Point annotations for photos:
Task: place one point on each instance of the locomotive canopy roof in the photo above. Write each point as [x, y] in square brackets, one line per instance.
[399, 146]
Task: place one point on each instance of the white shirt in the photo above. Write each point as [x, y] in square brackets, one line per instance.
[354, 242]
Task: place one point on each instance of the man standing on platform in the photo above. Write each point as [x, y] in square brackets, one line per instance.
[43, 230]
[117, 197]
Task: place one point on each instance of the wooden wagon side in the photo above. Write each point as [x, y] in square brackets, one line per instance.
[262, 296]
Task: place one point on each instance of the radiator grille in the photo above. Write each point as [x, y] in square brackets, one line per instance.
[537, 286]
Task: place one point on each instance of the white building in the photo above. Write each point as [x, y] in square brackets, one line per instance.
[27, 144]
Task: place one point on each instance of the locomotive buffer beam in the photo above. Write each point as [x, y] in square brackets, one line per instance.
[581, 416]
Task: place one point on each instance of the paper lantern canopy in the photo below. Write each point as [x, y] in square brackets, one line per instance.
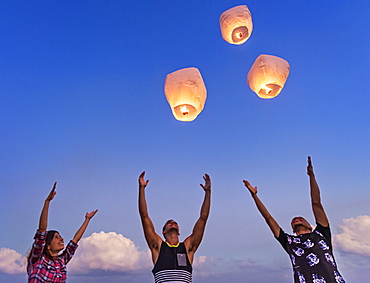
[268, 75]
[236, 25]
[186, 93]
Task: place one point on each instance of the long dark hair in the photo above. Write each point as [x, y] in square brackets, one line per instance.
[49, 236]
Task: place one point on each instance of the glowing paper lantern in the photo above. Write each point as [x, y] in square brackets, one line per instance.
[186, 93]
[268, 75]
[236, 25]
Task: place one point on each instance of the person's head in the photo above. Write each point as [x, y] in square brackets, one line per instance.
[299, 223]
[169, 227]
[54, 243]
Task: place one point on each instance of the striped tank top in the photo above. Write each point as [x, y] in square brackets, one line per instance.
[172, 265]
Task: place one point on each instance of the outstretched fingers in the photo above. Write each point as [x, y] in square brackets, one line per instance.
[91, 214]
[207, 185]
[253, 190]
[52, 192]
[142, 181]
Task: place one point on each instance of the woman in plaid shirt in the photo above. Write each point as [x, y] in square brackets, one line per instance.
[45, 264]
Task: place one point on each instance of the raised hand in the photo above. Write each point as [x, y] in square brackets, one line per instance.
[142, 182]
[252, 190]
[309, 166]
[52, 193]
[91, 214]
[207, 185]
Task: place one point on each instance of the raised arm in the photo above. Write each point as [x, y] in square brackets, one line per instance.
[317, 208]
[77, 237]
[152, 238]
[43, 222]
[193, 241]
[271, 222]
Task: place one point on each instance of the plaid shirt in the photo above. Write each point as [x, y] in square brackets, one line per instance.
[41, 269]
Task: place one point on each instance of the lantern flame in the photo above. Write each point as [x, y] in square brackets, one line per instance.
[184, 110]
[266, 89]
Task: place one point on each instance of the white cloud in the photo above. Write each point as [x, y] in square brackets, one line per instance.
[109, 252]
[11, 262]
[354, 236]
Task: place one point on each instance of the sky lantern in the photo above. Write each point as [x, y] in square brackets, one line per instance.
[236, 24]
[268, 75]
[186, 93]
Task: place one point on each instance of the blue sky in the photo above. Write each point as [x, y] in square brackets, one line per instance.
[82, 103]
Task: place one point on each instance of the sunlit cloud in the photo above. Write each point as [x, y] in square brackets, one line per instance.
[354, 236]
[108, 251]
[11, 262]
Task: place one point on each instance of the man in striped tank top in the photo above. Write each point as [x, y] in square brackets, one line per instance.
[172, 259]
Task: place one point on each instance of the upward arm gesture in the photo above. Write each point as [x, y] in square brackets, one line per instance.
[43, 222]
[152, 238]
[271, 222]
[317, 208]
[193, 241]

▶ _Task prompt_
Please convert the listing above into a two-column CSV with the headers task and points. Make one row for each line beginning with "Task:", with its wording and its coordinates each in a single quoted field and line breaks replaced by spaces. Include the whole listing and leave out the pictures.

▶ _Task output_
task,points
"Task: place one point on each instance of the locomotive canopy roof in the photo above. Write each point as [x, y] in square brackets, one line per instance.","[399, 146]"
"Task: place one point on each instance of the white shirt in the photo above. Write each point as [x, y] in square brackets, one line per instance.","[354, 242]"
"Task: place one point on each instance of the man standing on platform in the photo above. Write each point as [x, y] in square brackets, one line per instance.","[43, 230] [117, 197]"
"Task: place one point on each instance of the wooden wagon side in the photo above. Write each point as [x, y] in square brackets, one line per instance.","[262, 296]"
"Task: place one point on each instance of the radiator grille in the photo above. Write each point as [x, y] in square brackets, one line per instance.","[537, 286]"
"Task: place one point on each instance of the white building in the photo above. Write each point as [x, y] in square brackets, one line per instance.","[27, 144]"
"Task: place one point on each instance of the locomotive buffer beam in the photo above. Write each point as [x, y] in square brackets, one line per instance.","[581, 416]"
"Task: place one point on each instance of the paper lantern canopy in the photo below. Write each point as [x, y] in square brackets, one line per instance.","[268, 75] [236, 25] [186, 93]"
"Task: place one point on each instance of the long dark hair in the photo above. Write each point as [x, y] in square brackets, one line per instance.","[49, 236]"
"Task: place one point on each instance of the glowing paper lantern in the photo above. Write each point as [x, y] in square brackets, one line per instance.","[186, 93] [268, 75] [236, 25]"
"Task: place one point on each instance of the person's head in the photo above. Write each point as [x, y] in square brackets, one line per instance.","[299, 223] [169, 227] [54, 243]"
"Task: place one point on each instance of the striped tank top in the photo above. Write each point as [x, y] in square brackets, one line per instance.","[172, 265]"
"Task: place one point on each instance of the outstretched fingers in the photo above. Write each point as [x, y] in square brackets, one line per instance.","[91, 214] [207, 185] [253, 190] [52, 192] [142, 181]"
"Task: place one point on each instance of the woman in plaid shirt in the photo above. Write each point as [x, y] in square brackets, one line per instance.","[45, 264]"
"Task: place one point on each instance of the raised hand in the photo above. Write each point as [x, y] in square brackets, one line per instance.","[142, 182] [252, 190] [309, 166] [52, 193] [91, 214] [207, 185]"
"Task: place one point on each instance of the raised arm in the photo above. Write each point as [x, y] in square brackets, one line per instance.","[317, 208] [77, 237] [152, 238] [43, 222] [193, 241] [271, 222]"
"Task: place one point on each instance of the plaid shirt in the photo above. Write each point as [x, y] in square brackets, one line per instance.","[41, 269]"
"Task: place one point on each instance of the lantern flame in the photo above. Write each point as [x, y] in square brackets, one line per instance.","[184, 110] [266, 89]"
"Task: place one point on each instance of the white cloud in the photo above. Write each point as [x, y] in square brackets, one line per instance.","[109, 252] [11, 262] [354, 236]"
"Task: place one point on each instance of the sky lantern in the photo above. Write each point as [x, y] in square brackets, one line per instance.","[236, 24] [268, 75] [186, 93]"
"Task: place one point on each instance of the blue sky in the photo above. Write each point as [x, y] in square brackets, one line per instance.","[82, 103]"
"Task: place one point on each instance of the sunlit cloud in the photo above. Write each point as [x, y] in square brackets, one line per instance.","[354, 236] [108, 251] [11, 262]"
"Task: place one point on each instance of the man in striped tank top in the photo above. Write each point as [x, y] in square brackets, one line per instance.","[172, 259]"
"Task: place one point on each instance of the upward arm gesture in the photo above. Write each point as [x, y] in square brackets, one line per instance.","[43, 222] [152, 238] [271, 222] [317, 208] [193, 241]"